= Source extract =
<<<<

# Tutorial - with a Photutils catalog

In [None]:
%matplotlib inline
import matplotlib.pyplot as plt
import os
import tempfile

Create a temporary directory in which all files will be stored.

In [None]:
tmpdir = tempfile.TemporaryDirectory(prefix='musex')
tmpdir

## Settings

The settings are specified in a YAML file. MuseX comes with a default settings file (`musex/musex/udf/settings.yaml`) that gives a full example for the UDF, which HST priors.

For this tutorial, we use the settings file from the `tests/` directory. The data inside this directory is extracted from the HDFS v1.24 datasets, and the catalog was created with [Photutils](http://photutils.readthedocs.io/).

In [None]:
import musex

In [None]:
DATADIR = os.path.abspath(os.path.join(os.path.dirname(musex.__file__), '..', 'tests', 'data'))
DATADIR

Let's create a settings file in the temp directory, with correct paths.

In [None]:
settings_file = os.path.join(tmpdir.name, 'settings.yaml')
with open(os.path.join(DATADIR, 'settings.yaml'), 'r') as f:
    out = f.read().format(tmpdir=tmpdir.name, datadir=DATADIR)    
with open(settings_file, 'w') as f:
    f.write(out)
    
print(out)

## Create the MuseX object

This is the main object to manage all the extraction process below. Settings can also be overridden with additional arguments.

In [None]:
mx = musex.MuseX(settings_file=settings_file, author='SCO')

## Datasets

A MuseX object can contains several *datasets*, where a `DataSet` object gathers all the data from a dataset:

- For MUSE datasets: image, cube, exposure map.
- For other datasets (e.g. HST): images, ...

A MuseX object is tied to a given *Muse dataset* (`mx.muse_dataset`). The other datasets are typically added to the sources object during the extraction.

In [None]:
# The MUSE dataset
mx.muse_dataset, mx.muse_dataset.cube

In [None]:
# The other (additional) datasets
mx.datasets

In [None]:
mx.datasets['test'].images

## Input Catalogs (from source detection, here Photutils)

We have access to a list of input catalogs, defined in the settings file. For the example, the catalog was from the Photutils detection code.

In [None]:
mx.input_catalogs

In [None]:
photcat = mx.input_catalogs['photutils']

At this point, the catalog is given as a FITS file defined in the settings, and we need to load it in the database.

In [None]:
photcat.ingest_input_catalog()

In [None]:
photcat

### See available columns, table info

This gives some information about our catalog: number of rows, columns, and some metadata.

In [None]:
photcat.info()

>>>>

= Data section =
<<<<

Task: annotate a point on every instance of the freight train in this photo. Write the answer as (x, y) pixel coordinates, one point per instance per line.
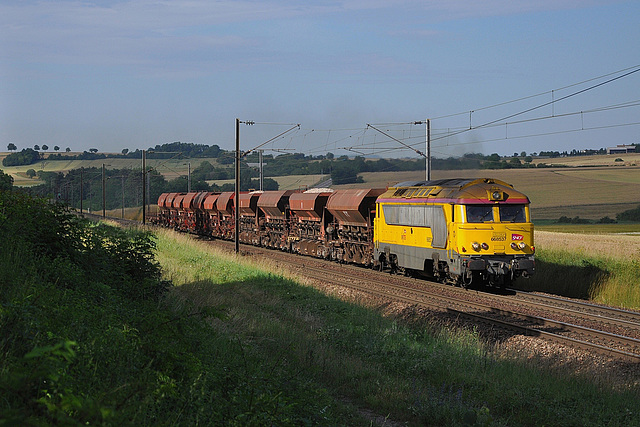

>>>>

= What is required =
List every module brought in by an import statement in the code of the Photutils catalog tutorial.

= Worked solution =
- matplotlib.pyplot (imported as plt)
- os
- tempfile
- musex